- REQUIREMENT
Please locate every line in the items below that contains the word "segment" and copy each of those lines in full.
···
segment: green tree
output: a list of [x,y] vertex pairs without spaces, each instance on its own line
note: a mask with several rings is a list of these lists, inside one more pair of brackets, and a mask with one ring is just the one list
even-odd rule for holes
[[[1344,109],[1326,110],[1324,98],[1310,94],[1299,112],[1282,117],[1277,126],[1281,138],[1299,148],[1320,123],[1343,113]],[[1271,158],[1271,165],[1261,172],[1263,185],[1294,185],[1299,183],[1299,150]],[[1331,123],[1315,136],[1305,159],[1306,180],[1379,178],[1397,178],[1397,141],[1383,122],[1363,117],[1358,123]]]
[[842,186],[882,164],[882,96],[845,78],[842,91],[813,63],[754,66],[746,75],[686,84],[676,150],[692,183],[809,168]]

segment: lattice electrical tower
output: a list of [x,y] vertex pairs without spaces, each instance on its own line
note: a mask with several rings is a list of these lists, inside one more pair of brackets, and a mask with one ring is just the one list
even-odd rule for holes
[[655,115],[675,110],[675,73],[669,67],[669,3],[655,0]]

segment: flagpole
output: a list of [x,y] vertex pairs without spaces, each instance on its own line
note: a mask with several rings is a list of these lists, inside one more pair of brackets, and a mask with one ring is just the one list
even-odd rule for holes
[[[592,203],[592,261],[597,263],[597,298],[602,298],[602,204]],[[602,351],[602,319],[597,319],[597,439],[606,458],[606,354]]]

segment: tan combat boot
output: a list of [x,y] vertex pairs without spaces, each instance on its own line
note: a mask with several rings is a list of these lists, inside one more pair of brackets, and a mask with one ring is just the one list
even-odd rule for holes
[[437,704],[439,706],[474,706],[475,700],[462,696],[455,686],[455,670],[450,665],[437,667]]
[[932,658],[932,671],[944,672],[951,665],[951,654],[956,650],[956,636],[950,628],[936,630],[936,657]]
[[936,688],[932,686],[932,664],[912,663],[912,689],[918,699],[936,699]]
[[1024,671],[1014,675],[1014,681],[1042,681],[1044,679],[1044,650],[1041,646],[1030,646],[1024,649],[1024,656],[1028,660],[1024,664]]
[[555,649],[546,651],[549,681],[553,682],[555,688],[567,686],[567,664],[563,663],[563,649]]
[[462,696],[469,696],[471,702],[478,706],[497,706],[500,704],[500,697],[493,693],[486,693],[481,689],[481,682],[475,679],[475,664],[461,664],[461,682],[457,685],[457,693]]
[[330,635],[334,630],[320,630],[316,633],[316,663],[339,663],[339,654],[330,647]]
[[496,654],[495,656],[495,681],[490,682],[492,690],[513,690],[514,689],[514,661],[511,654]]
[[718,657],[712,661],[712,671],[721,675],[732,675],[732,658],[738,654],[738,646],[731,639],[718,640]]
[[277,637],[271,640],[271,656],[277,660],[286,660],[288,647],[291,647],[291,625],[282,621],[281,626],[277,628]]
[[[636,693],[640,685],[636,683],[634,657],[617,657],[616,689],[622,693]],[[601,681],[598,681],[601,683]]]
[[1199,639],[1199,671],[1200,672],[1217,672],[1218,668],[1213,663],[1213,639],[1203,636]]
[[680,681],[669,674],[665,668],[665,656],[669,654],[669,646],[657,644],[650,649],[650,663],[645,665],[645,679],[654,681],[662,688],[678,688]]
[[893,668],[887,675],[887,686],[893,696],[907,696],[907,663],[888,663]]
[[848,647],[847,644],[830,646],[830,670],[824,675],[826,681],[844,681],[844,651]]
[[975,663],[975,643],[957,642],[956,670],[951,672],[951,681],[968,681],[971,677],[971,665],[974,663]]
···
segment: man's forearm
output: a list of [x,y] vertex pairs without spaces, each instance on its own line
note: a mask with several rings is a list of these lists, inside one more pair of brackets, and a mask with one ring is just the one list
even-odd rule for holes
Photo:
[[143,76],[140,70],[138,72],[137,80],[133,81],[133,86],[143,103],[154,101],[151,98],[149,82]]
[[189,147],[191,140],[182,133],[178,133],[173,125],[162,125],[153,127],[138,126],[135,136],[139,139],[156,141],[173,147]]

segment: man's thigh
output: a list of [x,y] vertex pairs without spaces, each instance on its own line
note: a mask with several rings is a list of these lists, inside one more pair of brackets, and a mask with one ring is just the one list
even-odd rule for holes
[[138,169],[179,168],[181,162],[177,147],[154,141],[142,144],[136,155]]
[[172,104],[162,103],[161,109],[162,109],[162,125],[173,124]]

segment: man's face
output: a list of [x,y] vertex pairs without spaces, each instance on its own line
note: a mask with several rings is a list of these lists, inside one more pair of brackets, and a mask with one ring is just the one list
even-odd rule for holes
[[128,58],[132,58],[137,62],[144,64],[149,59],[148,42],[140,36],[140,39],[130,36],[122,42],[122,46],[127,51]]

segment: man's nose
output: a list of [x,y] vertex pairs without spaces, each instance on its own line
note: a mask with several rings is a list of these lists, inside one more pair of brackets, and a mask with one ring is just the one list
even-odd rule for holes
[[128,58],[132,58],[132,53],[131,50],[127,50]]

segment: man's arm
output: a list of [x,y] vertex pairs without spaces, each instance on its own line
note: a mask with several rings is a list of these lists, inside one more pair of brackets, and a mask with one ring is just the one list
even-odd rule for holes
···
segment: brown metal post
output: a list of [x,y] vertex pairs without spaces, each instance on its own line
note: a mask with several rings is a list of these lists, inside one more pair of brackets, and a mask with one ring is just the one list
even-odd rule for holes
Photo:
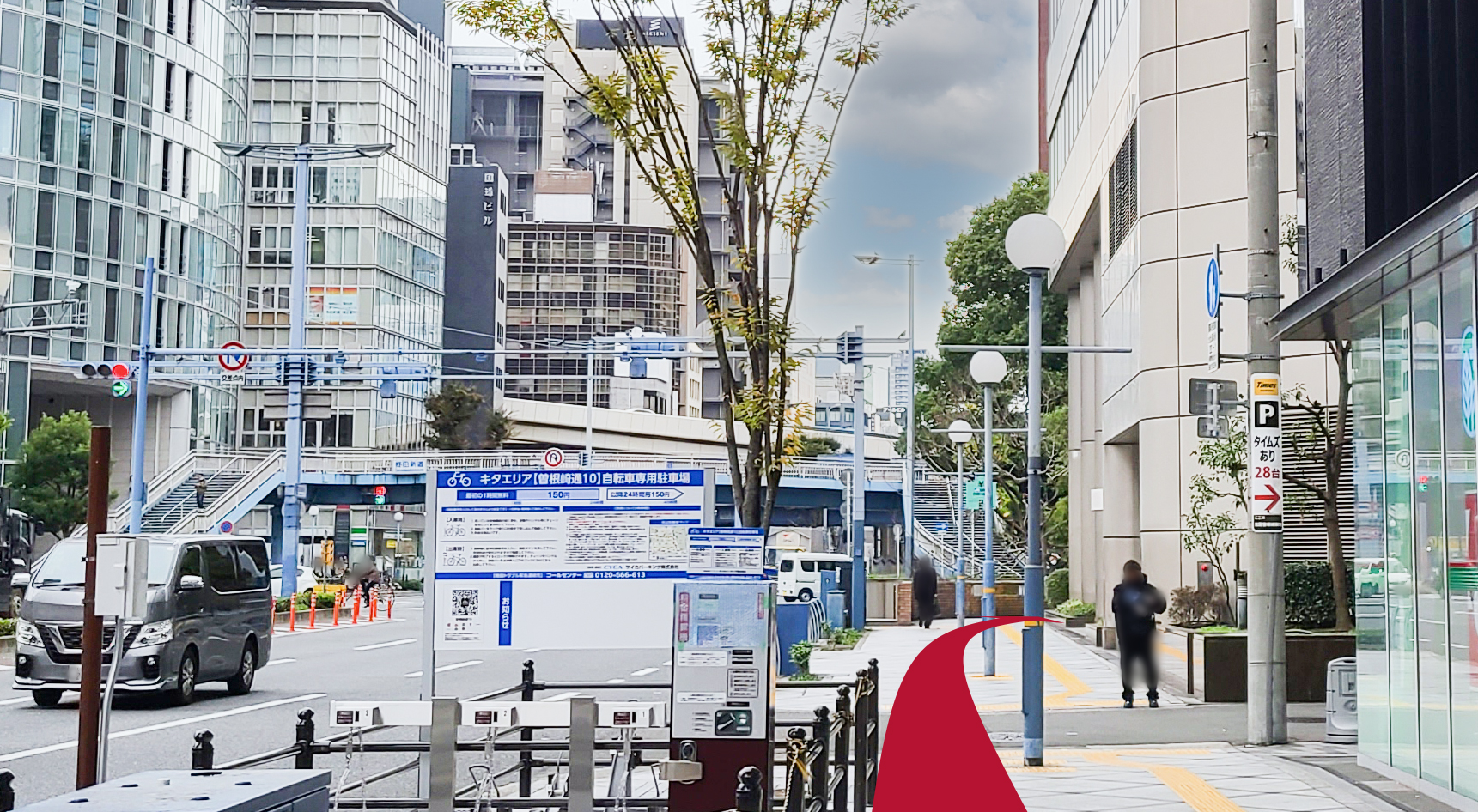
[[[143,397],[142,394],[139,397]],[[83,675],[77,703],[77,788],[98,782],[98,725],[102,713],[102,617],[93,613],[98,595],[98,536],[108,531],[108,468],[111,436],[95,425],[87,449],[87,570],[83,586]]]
···
- THE RESPONSE
segment: green tree
segment: lattice electrical tower
segment: flagpole
segment: tan combat boot
segment: man's forearm
segment: man's thigh
segment: man's face
segment: man's nose
segment: man's arm
segment: brown metal post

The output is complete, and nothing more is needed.